(Point labeling data based on photos)
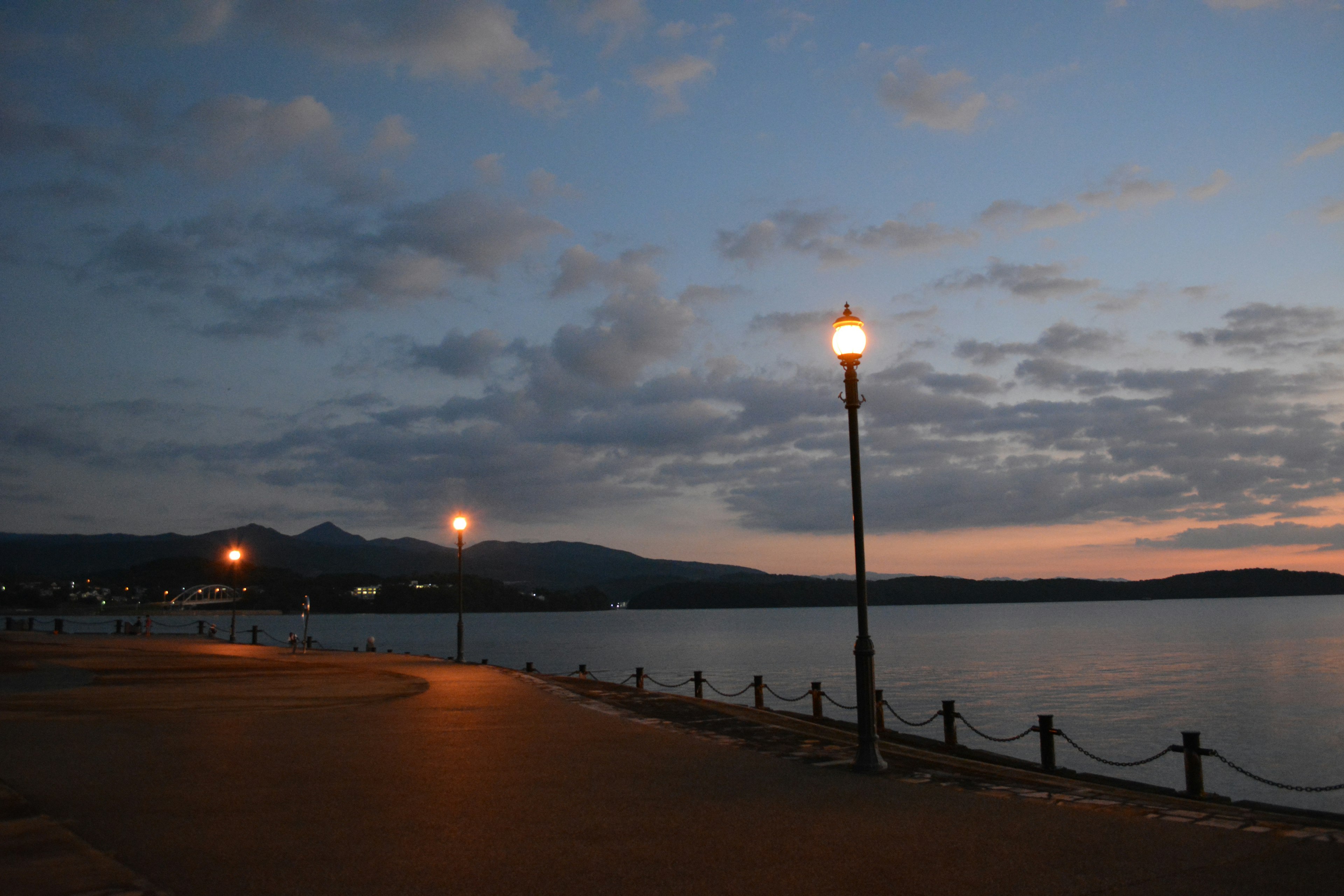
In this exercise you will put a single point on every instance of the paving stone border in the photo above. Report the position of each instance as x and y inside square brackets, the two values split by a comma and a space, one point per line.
[826, 747]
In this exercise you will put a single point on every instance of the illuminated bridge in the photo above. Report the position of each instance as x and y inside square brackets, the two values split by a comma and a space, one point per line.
[205, 596]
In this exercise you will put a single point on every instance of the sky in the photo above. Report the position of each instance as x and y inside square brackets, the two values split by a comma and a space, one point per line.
[570, 268]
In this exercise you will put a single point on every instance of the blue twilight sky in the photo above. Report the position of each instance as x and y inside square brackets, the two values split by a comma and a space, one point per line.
[570, 268]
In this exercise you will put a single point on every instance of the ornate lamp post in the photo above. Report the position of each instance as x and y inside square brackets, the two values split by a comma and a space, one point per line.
[234, 556]
[848, 343]
[460, 524]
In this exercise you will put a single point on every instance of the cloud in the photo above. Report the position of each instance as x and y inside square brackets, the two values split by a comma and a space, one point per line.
[814, 234]
[1242, 5]
[1322, 148]
[468, 41]
[1233, 537]
[1058, 340]
[269, 273]
[225, 136]
[490, 168]
[544, 184]
[1038, 282]
[620, 19]
[1127, 189]
[668, 77]
[677, 30]
[460, 355]
[798, 22]
[68, 191]
[576, 433]
[1216, 184]
[937, 103]
[697, 295]
[390, 136]
[1014, 217]
[1260, 328]
[792, 323]
[632, 272]
[635, 327]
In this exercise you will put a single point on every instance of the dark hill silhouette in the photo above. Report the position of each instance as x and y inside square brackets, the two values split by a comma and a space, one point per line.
[806, 592]
[327, 548]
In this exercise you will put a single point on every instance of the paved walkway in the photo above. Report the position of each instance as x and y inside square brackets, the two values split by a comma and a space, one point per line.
[214, 769]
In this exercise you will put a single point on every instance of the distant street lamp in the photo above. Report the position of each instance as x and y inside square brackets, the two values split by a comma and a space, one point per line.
[848, 343]
[460, 524]
[234, 556]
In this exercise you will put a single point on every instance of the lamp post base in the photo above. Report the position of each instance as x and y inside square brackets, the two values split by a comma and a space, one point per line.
[869, 758]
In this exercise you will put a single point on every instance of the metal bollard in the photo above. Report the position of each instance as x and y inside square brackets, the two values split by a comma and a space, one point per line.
[1046, 726]
[1194, 763]
[949, 722]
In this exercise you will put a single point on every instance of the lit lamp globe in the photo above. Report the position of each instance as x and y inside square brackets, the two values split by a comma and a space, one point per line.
[848, 339]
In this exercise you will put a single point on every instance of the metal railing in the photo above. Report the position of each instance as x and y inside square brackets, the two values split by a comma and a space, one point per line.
[1190, 747]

(STATED GOAL)
Convert all of the items above into a JSON list of strings with one string per line, skipping any blank lines. Leave the pictures out of the result.

(EXERCISE RESULT)
[
  "In this exercise you will put a single point on every instance of the paving stone border in the photo above. Report the position of each instance as x and y inside square brackets, the two values split by a comma and a space, one point per line.",
  "[826, 747]",
  "In this exercise you will put a single point on every instance of the illuminated bridge in the photo above. Report the position of each instance as x and y inside square brackets, the two values split by a comma and a space, one point per line.",
  "[205, 596]",
  "In this exercise you will put a single point on every instance of the sky in the photo above. Report the position of each instance as x and y inside square brackets, the two values split by a comma and a space, one point per line.",
  "[570, 268]",
  "In this exercise you will put a single point on every instance of the blue twilight sky in the photo above. Report the position of each instance as x and y inside square brackets, the two values split by a comma and a space, one point per line.",
  "[570, 268]",
  "In this exercise you will put a single point on every instance of the ornate lamp post in the photo above. Report the position of each instance as x and y inside square brackets, the two values split by a comma and a space, one point per line.",
  "[234, 556]",
  "[848, 343]",
  "[460, 524]",
  "In this exercise you will put a single point on every instance of the cloud in the photo above. Report the position of each instance as x and y inside square brackets, the two values split by a comma and a space, one point per line.",
  "[814, 234]",
  "[1242, 5]",
  "[1322, 148]",
  "[468, 41]",
  "[1233, 537]",
  "[1058, 340]",
  "[269, 273]",
  "[225, 136]",
  "[490, 168]",
  "[544, 184]",
  "[1038, 282]",
  "[620, 19]",
  "[1127, 189]",
  "[668, 77]",
  "[677, 30]",
  "[460, 355]",
  "[798, 22]",
  "[68, 191]",
  "[576, 433]",
  "[1216, 184]",
  "[937, 103]",
  "[697, 295]",
  "[390, 136]",
  "[1014, 217]",
  "[1260, 328]",
  "[792, 323]",
  "[632, 272]",
  "[635, 327]",
  "In this exercise you will put a single point on every instance of the dark hill silhouette in the photo above. Report the position of each instance as x and y inside square brackets, the two values split by a comma and a space, one point per line.",
  "[806, 592]",
  "[327, 548]",
  "In this exercise you will put a single point on every instance of the paved walkway in the photo above. Report the position of each instance as x and y inside square brackets, the two values split by a comma and a space, one point per line.",
  "[214, 769]",
  "In this exercise you will put a single point on every instance of the distant street lamp in the photo above. Report the position of each instance as x and y inside square brackets, the two values split by a comma and a space, one point per line.",
  "[848, 343]",
  "[460, 524]",
  "[234, 556]",
  "In this exercise you will put a single point on every instance of the lamp post base in the photo above. Report the position of each instance as x and y inside square brackets, the two values split by a comma and a space, one point per line.",
  "[869, 758]",
  "In this exercise you will put a single point on every instance of the metal bollard in the photo above. Report the position of each instance as x and y inside square brackets, the two values split by a comma and a space, one point per line.",
  "[1046, 726]",
  "[1194, 763]",
  "[949, 722]",
  "In this exercise you will put a single point on every instance of the lit lamp globe in the photo above. Report the position of each instance as x and y inside square brackets, the two values split by a comma and a space, one point per line.",
  "[848, 339]",
  "In this exercise you will put a single point on every instance of the metal railing in the photo above. Report the position of each instance as x and y inside square brackets, the two values split by a comma and a space, one point per line.",
  "[1190, 747]"
]